Gli arabi si preparano alla guerra
> Fino al momento della scadenza del mandato la parte più rilevante della reazione armata dei palestinesi è rappresentata dalle bande presenti nelle zone montagnose, formate con il tradizionale sistema di mobilitazione nel quale il capo tribù, lo “shaikh”, ha il potere di chiamare a raccolta gli uomini per un periodo limitato e per una precisa missione. Tale sistema tradizionale offre il vantaggio di poter riunire rapidamente una massa di uomini, ma un ruolo crescente avranno i volontari provenienti dall’esterno, fra i quali i volontari dell’Esercito Arabo di Liberazione, radunato dalla Lega Araba e costituito da 6.000 effettivi, comandati da al-Kaukji, eroe della rivolta del 1939, i quali a partire dal gennaio entrano in Palestina. Reclutati nelle moschee, attratti dalla promessa di un soldo considerevole, i volontari si erano mossi per andare a difendere Gerusalemme, ma anche per il saccheggio e l’avventura. Privi di un’autorità centrale, il comando era lasciato ai capi banda giunti con le loro truppe. Mancano di equipaggiamento e rifornimenti in quanto gli stati aderenti alla Lega Araba hanno versato solo un decimo dei finanziamenti promessi.

Gli ebrei preparano la guerra
> L’Agenzia Ebraica, che per fronteggiare i cannoni, i carri armati e l’aviazione degli eserciti arabi dispone solo di armamento leggero, lancia un appello alla comunità ebraica americana, da sempre la principale fonte di finanziamenti per la causa sionista, che risponde prontamente con il versamento di cinquanta milioni di dollari, il doppio di quanto richiesto. Con tali fondi vengono acquistate armi pesanti e viene costituita all’estero una aviazione militare, pronta ad essere trasferita in Palestina. Tutto ciò viene attuato clandestinamente in quanto per operare sul mercato internazionale degli armamenti occorre essere accreditati presso uno stato sovrano.
Durante le ultime settimane dell’occupazione britannica gli ebrei decidono di impadronirsi di un certo numero di obbiettivi prima dell’arrivo degli eserciti regolari arabi, cercando di assicurarsi più territorio possibile prima della ritirata degli inglesi. La strategia dell’Haganah è semplice: quanto possiedono gli ebrei deve essere conservato, ogni avamposto mantenuto. Per questo occorre costringere la popolazione a rimanere al suo posto. Se qualche famiglia deve essere allontanata un’altra deve sostituirla. Si devono sistemare famiglie ebraiche nelle case arabe abbandonate per acquisire un diritto di occupazione. A questo fine gli arabi vengono cacciati dai quartieri misti per mezzo di una campagna di intimidazione, che li induce, soprattutto i più agiati, a trasferirsi ad Amman, Beirut e Damasco, in un flusso ininterrotto che vuota lentamente le zone arabe. Inizia il dramma dei profughi palestinesi, finiti per la maggior parte in un campo profughi. Le truppe britanniche non intervengo che una sola volta, a Giaffa, ma non trovano più quasi nessun arabo cui restituire la città. Dopo l’ondata di attentati ebraici i guerriglieri del Muftì stabiliscono di rispondere al terrore con il terrore. Ma per gli ebrei non esiste via di fuga, solo il mare.

Voci memorizzate
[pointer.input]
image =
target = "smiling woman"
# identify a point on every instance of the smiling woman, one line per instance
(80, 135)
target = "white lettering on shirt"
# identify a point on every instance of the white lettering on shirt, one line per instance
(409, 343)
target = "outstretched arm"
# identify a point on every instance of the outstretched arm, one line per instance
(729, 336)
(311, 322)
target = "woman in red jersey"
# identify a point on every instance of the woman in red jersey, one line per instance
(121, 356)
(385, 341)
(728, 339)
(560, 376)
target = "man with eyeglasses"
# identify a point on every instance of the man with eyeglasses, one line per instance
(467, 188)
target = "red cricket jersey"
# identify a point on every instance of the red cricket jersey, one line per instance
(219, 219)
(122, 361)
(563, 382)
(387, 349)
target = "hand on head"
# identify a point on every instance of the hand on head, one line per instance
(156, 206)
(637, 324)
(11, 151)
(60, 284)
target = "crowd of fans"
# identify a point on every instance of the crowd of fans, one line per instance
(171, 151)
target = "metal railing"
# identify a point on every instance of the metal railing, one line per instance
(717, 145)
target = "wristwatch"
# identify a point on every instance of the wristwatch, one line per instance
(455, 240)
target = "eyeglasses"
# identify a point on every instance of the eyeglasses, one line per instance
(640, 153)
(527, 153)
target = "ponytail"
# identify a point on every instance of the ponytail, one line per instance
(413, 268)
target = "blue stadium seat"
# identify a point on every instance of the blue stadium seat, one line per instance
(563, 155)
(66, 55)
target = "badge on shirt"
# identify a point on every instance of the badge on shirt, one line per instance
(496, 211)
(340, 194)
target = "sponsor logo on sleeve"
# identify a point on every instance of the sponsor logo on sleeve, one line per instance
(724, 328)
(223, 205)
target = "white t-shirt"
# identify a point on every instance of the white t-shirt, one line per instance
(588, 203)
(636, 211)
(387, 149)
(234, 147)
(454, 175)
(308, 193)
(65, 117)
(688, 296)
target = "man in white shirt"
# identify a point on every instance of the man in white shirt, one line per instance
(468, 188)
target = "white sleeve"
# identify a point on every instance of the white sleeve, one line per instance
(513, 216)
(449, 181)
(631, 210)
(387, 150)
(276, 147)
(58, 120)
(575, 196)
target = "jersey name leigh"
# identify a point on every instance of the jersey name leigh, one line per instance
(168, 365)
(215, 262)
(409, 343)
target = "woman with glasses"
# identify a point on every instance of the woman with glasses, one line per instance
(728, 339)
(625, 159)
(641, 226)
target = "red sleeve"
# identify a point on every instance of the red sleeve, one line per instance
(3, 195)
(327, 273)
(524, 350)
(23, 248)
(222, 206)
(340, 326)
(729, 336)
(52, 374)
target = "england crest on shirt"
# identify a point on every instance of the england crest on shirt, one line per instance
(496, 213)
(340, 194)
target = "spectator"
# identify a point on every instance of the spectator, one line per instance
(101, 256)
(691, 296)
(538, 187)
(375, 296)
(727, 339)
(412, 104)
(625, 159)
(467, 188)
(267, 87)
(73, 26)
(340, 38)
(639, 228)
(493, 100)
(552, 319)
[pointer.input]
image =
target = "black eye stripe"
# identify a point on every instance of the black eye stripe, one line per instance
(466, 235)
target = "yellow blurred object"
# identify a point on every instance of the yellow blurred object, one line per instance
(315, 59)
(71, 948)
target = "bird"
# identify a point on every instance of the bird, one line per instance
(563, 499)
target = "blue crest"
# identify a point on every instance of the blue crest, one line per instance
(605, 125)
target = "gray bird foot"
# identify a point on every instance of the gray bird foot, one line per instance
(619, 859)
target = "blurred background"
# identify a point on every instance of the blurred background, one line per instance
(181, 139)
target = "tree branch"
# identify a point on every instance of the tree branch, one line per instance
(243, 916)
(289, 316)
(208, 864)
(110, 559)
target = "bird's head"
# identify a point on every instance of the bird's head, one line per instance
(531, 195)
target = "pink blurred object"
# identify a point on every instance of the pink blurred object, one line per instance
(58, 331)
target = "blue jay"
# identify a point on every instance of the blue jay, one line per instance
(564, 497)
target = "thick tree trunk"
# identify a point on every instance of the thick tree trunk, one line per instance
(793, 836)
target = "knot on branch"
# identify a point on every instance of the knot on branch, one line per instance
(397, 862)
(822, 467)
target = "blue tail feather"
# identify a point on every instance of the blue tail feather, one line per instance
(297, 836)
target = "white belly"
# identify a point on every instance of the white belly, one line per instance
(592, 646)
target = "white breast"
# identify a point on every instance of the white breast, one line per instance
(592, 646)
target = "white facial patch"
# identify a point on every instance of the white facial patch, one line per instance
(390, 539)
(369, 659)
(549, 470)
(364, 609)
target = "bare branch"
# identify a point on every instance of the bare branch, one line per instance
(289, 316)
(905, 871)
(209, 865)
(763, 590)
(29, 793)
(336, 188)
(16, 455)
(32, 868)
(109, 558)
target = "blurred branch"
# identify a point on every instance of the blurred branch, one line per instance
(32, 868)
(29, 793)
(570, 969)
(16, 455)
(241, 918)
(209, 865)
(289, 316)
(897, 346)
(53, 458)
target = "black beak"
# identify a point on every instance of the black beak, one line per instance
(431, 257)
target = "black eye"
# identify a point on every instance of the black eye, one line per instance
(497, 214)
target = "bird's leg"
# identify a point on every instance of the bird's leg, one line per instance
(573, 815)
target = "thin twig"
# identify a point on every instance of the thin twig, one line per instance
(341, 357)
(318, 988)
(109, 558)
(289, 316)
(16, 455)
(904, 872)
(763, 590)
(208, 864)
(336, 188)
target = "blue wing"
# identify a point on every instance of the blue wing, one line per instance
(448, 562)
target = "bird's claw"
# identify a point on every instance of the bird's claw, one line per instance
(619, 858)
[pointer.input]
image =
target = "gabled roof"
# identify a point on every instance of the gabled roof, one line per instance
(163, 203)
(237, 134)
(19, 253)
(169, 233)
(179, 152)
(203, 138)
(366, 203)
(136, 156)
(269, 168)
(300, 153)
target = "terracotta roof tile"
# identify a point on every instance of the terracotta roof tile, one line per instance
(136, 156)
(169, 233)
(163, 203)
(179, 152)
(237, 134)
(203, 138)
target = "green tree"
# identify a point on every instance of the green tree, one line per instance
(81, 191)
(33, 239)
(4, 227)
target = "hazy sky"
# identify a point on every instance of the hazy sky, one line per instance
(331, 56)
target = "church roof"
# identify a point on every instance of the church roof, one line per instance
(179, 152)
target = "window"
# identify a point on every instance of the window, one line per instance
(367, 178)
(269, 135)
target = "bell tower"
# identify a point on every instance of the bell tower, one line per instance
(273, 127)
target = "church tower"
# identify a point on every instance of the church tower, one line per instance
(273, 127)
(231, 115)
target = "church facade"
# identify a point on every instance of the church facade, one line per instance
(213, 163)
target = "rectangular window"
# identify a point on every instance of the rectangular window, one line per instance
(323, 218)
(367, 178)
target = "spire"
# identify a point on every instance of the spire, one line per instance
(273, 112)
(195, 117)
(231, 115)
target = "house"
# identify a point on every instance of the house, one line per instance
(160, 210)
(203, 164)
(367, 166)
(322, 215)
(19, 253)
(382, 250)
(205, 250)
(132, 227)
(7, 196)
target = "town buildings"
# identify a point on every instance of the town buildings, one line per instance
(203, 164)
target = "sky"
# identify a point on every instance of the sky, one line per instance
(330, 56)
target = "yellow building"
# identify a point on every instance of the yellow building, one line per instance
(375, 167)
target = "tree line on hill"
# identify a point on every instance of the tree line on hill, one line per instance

Consegna 1 –
Calcola quante righe, tra quelle che seguono il brano sulla guerra in Palestina, contengono la stringa "crest", distinguendo tra maiuscole e minuscole. Scrivi solo il numero.
Consegna 2 –
Prosegui il brano sui preparativi di guerra di arabi ed ebrei in Palestina, riprendendo subito dopo la sua ultima frase.

Risposta scritta 1 –
4

Risposta scritta 2 –
L’Haganah viene trasformata da organizzazione informale e clandestina in struttura militarizzata. Si instaura il principio fondamentale della gerarchia, ogni membro dello stato maggiore ha un grado e un incarico specifico, ogni ordine deve essere scritto, si impone l’uso dell’uniforme con i gradi e l’obbligo del saluto.

La politica delle grandi potenze
> La Gran Bretagna, che ha accettato la spartizione della Palestina con “un minimo assoluto di entusiasmo”, osserva una neutralità ufficiale, ma nel complesso favorevole agli arabi, allineando i propri interessi nel Medio Oriente a quelli arabi, pur frenando le loro iniziative belliche. La Francia è impegnata in Indocina. Gli Stati Uniti sono incerti. Vi è una frattura tra il Dipartimento di Stato, che teme che il risentimento arabo nei confronti dell’Occidente possa aprire all’Unione Sovietica la porta del Medio Oriente con le sue immense riserve petrolifere, e il presidente Truman, più sensibile alle pressioni della lobby ebraica. Ma nello stesso tempo gli Stati Uniti intendono minare la tradizionale egemonia della Gran Bretagna in Medio Oriente, in ciò appoggiati dall’Unione Sovietica, quindi, propendono a credere che, nel caso il sionismo risultasse vincente contro la coalizione araba, la costituzione di un forte stato israeliano costituirebbe una valida alternativa al nazionalismo arabo, che ha il sostegno della Gran Bretagna.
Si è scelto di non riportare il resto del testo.